(Extracted material begins)
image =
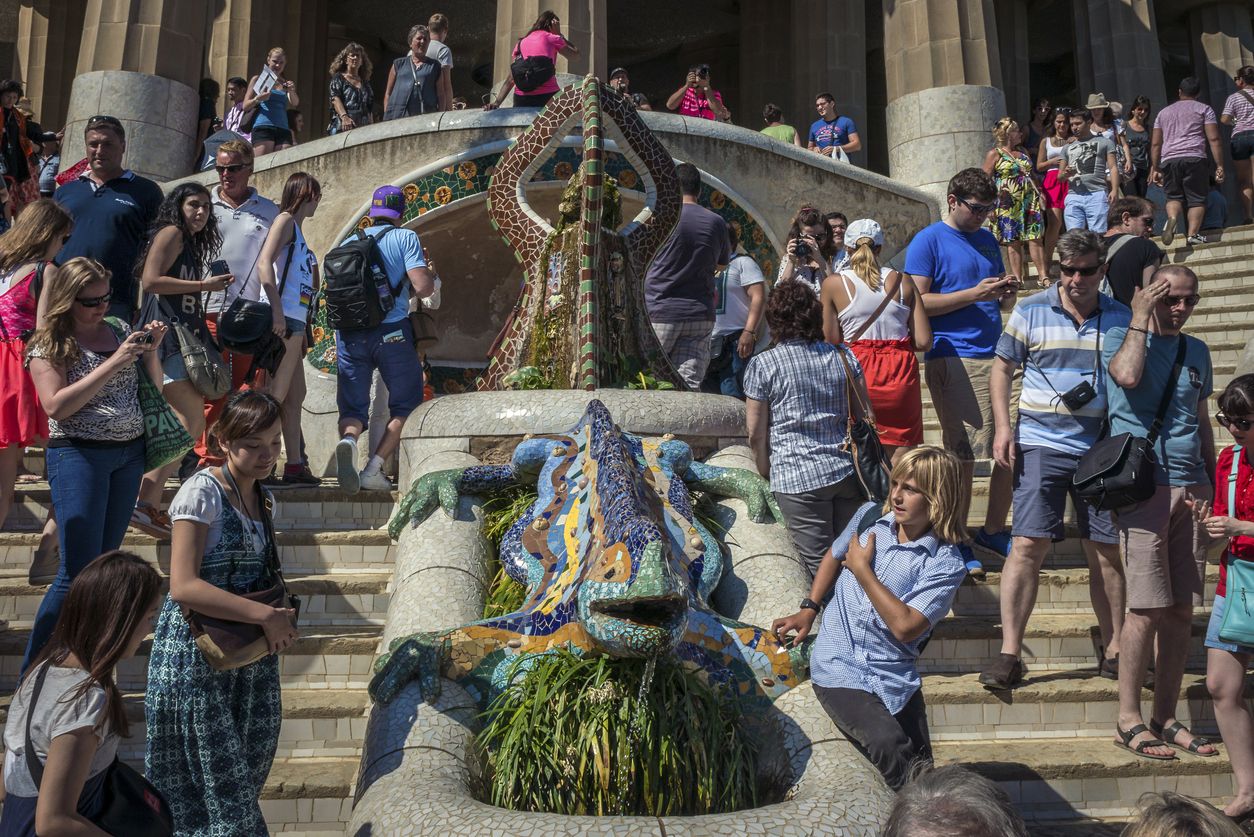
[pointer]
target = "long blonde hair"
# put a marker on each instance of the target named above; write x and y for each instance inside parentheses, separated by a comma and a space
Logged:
(54, 340)
(937, 473)
(865, 264)
(38, 226)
(Extracted material ends)
• _Task goal_: Transcribe each record above exactly, leaving every picture out of the copy.

• _Output for this task_:
image =
[pointer]
target = "long blonde hair"
# put a marker on each instance of the target named above; write x and y for each instance inside parentheses, separated by a comma and a space
Logged:
(54, 340)
(937, 473)
(865, 264)
(38, 226)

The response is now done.